KUTIPAN DOKUMEN:
Kamis, 19 April 2012

postheadericon makalah teologi islam; kehendak mutlak tuhan

*Hak cipta 2011 oleh Eko Andri Wijaya makalah ini bebas untuk dibagikan kepada siapapun secara gratis, namun harus dijadikan sebagai sumber referensi. ketentuan hak cipta berlaku

-awal dari nabi tidak ada permasalahan karena …..dsb


--pd zaman sohbat, tabiin dst mulai diperdebatkan karena berbedanya penangkapan/ pemahaman ttg masalah itu


---terjdi perbdaan pendpt, pemahman, pmikran dibawah naungan suatu aliran yg mmpunyai ideology masing2.

INFORMASI YANG DIBERIKAN:
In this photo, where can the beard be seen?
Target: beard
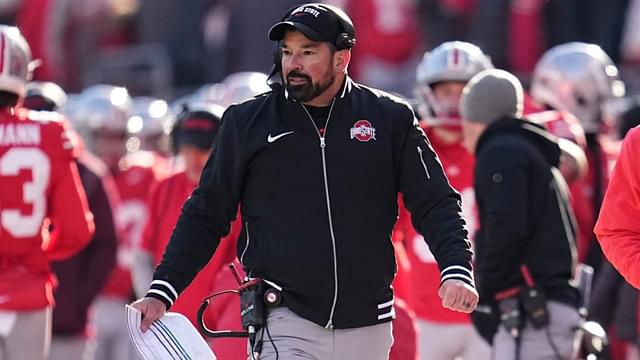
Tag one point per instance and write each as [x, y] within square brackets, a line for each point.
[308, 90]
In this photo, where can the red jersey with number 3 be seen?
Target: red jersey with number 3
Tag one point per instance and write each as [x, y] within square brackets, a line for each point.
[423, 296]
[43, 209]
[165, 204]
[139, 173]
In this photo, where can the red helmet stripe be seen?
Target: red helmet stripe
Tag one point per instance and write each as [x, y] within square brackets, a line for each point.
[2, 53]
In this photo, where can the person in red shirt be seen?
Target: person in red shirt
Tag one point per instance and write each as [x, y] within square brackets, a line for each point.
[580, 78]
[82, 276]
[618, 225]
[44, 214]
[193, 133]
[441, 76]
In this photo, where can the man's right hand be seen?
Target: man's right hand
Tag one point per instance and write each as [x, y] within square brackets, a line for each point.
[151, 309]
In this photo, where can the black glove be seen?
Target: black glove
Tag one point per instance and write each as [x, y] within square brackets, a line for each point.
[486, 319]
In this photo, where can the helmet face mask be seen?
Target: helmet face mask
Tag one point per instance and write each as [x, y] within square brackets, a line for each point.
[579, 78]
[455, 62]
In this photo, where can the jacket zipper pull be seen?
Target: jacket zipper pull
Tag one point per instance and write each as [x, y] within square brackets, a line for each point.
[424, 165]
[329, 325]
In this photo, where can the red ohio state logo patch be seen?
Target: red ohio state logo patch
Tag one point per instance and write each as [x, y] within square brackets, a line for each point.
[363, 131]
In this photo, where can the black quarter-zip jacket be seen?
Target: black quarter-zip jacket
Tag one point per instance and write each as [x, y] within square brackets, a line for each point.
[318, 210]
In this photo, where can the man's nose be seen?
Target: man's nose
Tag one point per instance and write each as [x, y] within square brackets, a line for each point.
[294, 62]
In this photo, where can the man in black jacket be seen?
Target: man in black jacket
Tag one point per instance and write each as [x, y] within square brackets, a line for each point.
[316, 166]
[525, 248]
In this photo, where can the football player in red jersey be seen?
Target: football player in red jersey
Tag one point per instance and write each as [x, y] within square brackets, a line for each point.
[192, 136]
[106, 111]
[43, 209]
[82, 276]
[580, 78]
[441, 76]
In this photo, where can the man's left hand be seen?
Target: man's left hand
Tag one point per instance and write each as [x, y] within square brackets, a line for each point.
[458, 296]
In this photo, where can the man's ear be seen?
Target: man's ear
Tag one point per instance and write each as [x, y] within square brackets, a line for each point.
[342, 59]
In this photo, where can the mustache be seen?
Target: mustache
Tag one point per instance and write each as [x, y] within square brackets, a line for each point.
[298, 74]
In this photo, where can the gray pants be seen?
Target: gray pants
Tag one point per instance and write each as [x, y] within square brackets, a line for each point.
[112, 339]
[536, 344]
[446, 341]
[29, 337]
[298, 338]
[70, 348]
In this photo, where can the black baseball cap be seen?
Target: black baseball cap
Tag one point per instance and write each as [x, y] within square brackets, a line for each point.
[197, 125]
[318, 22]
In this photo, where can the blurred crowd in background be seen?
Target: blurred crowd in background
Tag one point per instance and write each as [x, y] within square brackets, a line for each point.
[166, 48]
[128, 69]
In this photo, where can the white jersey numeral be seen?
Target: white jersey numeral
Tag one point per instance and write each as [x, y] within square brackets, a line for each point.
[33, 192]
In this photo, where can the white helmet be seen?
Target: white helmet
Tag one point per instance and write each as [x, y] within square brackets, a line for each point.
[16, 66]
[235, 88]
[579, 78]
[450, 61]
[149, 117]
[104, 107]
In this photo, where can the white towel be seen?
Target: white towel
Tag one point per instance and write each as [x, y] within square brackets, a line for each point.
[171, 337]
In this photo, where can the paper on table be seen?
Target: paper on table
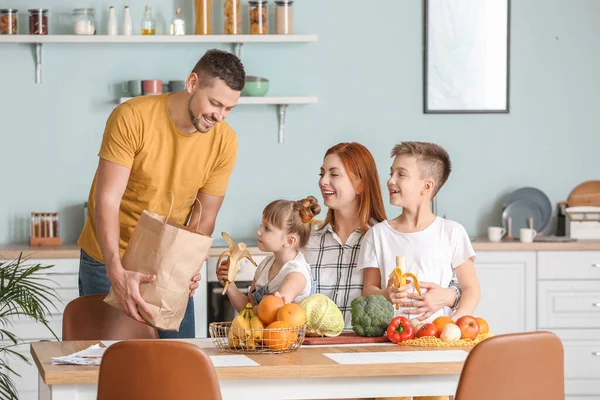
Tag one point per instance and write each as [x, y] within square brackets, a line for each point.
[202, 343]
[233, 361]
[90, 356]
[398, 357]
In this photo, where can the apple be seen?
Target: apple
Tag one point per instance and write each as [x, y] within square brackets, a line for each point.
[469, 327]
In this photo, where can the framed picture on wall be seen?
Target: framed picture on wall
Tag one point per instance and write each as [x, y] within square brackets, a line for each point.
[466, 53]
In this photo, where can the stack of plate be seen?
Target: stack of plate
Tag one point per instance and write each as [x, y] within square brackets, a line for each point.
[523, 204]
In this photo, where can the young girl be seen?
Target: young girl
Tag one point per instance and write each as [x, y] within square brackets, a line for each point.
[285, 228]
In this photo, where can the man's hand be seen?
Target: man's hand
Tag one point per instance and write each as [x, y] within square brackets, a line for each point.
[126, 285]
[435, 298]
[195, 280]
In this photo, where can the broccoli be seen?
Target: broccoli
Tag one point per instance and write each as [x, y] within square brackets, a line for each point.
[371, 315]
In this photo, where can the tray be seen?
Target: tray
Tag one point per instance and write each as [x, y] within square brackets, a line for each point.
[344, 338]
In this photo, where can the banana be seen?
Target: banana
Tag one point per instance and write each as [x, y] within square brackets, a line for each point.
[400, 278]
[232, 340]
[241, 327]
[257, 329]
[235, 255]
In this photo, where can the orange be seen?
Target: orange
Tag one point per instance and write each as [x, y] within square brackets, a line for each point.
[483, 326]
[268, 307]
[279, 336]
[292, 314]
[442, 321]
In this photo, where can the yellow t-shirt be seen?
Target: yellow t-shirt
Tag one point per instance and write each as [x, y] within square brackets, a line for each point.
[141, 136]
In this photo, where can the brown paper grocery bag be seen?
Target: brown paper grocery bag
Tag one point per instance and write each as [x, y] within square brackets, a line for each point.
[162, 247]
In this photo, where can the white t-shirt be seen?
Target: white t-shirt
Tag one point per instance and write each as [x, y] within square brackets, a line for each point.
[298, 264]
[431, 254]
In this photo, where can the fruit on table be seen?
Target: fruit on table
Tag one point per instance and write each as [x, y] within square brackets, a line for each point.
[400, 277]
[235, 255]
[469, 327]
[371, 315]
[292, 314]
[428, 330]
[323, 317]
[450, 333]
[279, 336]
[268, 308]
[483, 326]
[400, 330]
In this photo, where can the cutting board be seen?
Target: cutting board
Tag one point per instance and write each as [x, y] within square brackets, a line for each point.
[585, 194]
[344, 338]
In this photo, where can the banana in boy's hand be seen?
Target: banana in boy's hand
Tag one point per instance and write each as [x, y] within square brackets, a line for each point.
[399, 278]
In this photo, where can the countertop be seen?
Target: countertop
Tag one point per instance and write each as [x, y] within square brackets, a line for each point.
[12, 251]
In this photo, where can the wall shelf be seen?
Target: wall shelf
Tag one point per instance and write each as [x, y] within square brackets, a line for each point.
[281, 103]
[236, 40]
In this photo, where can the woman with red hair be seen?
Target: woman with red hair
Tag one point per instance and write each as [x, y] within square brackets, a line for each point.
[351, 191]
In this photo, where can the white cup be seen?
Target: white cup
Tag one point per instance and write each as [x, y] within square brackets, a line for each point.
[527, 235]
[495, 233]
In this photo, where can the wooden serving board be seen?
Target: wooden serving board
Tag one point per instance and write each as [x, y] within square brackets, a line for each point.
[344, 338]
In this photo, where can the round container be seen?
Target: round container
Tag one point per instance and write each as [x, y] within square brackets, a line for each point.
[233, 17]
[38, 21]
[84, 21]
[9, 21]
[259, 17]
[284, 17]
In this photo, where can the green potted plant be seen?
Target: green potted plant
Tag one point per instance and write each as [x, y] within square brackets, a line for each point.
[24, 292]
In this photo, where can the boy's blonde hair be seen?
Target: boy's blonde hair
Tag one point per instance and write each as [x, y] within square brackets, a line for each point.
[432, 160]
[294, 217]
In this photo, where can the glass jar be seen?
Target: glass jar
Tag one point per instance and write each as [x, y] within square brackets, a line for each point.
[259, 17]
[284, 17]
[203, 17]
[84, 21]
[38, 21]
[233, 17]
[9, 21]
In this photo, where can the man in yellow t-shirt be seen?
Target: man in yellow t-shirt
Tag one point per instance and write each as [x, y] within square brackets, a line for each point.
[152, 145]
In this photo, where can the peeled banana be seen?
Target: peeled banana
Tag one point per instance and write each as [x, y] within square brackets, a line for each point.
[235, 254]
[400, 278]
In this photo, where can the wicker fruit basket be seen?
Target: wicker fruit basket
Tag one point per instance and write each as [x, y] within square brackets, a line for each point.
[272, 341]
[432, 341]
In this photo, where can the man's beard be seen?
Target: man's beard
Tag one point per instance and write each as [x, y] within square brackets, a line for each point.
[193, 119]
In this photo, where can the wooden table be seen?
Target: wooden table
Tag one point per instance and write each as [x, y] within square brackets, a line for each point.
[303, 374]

YANG HARUS DIBUAT: Alihkan ke bahasa Inggris kalimat ini dari makalah tentang kehendak mutlak Tuhan: "Hak cipta 2011 oleh Eko Andri Wijaya makalah ini bebas untuk dibagikan kepada siapapun secara gratis, namun harus dijadikan sebagai sumber referensi."

HASIL LATIHAN: Copyright 2011 by Eko Andri Wijaya. This paper may be shared freely with anyone at no cost, but it must be cited as a reference source.